A quick scan of the depth chart was all Ben Street needed in making the next big decision in his promising hockey career.
Having played the better part of the last two years for the Wilkes-Barre Scranton Penguins - the minor league affiliate of the Pittsburgh Penguins - Street knew that leapfrogging names like Crosby, Malkin and Sutter would be near impossible.
Enter the Calgary Flames, who signed Street to his first National Hockey League contract - a two year, two-way deal - on July 1.
"It was a lot of relief," said Street, who spoke to The NOW Wednesday while training in Madison, Wis. "It was a stressful time because I had a good history with Pittsburgh and they had offered me a deal as well, and I really was torn as to what to do. Looking at Pittsburgh's depth chart, how deep they are and good they are, it doesn't take a rocket scientist to figure out that it would be pretty difficult to get called up for a significant amount of time there."

#### [EXTRACTED INFORMATION]
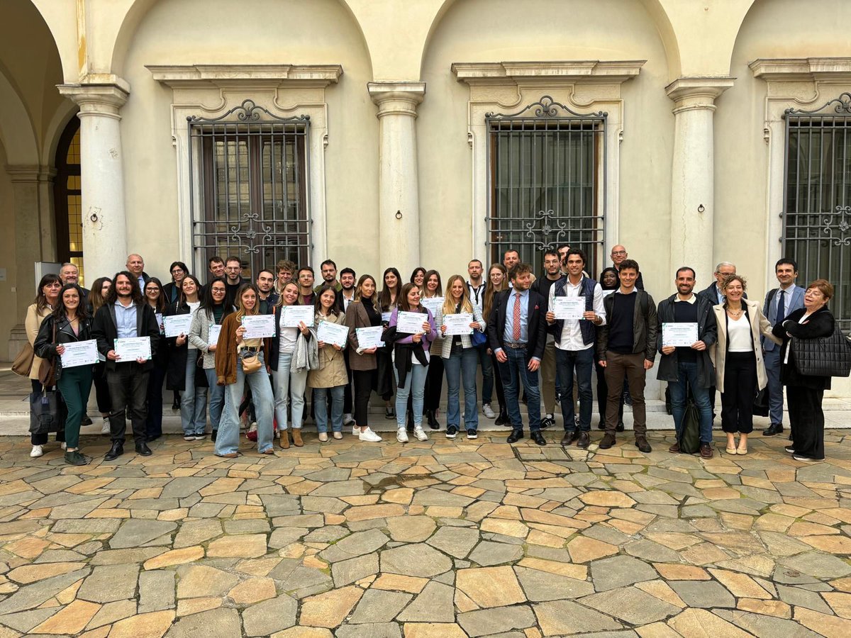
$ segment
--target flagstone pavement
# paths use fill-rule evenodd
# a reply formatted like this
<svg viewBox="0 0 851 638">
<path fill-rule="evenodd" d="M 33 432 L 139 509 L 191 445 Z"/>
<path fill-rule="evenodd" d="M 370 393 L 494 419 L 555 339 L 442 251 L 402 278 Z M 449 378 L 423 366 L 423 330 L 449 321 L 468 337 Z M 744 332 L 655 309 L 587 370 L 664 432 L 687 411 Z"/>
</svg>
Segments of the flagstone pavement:
<svg viewBox="0 0 851 638">
<path fill-rule="evenodd" d="M 476 441 L 63 464 L 0 440 L 0 638 L 851 636 L 851 436 L 711 460 Z M 593 439 L 599 439 L 595 431 Z"/>
</svg>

#### [TASK 1]
Do the following statements agree with the article about Ben Street's signing? (a) Street signed with the Calgary Flames on July 1. (b) Pittsburgh did not offer Street a deal. (c) Street spoke to The NOW while training in Madison, Wis. For each, answer yes or no and quote the deciding words.
#### [TASK 2]
Rewrite everything in the article about Ben Street's signing from "A quick scan" down to "be near impossible.", putting "farm team" in place of "minor league affiliate".

#### [WORKED SOLUTION 1]
(a) Yes: "Enter the Calgary Flames, who signed Street to his first National Hockey League contract - a two year, two-way deal - on July 1."
(b) No: "they had offered me a deal as well"
(c) Yes: "who spoke to The NOW Wednesday while training in Madison, Wis."

#### [WORKED SOLUTION 2]
A quick scan of the depth chart was all Ben Street needed in making the next big decision in his promising hockey career.
Having played the better part of the last two years for the Wilkes-Barre Scranton Penguins - the farm team of the Pittsburgh Penguins - Street knew that leapfrogging names like Crosby, Malkin and Sutter would be near impossible.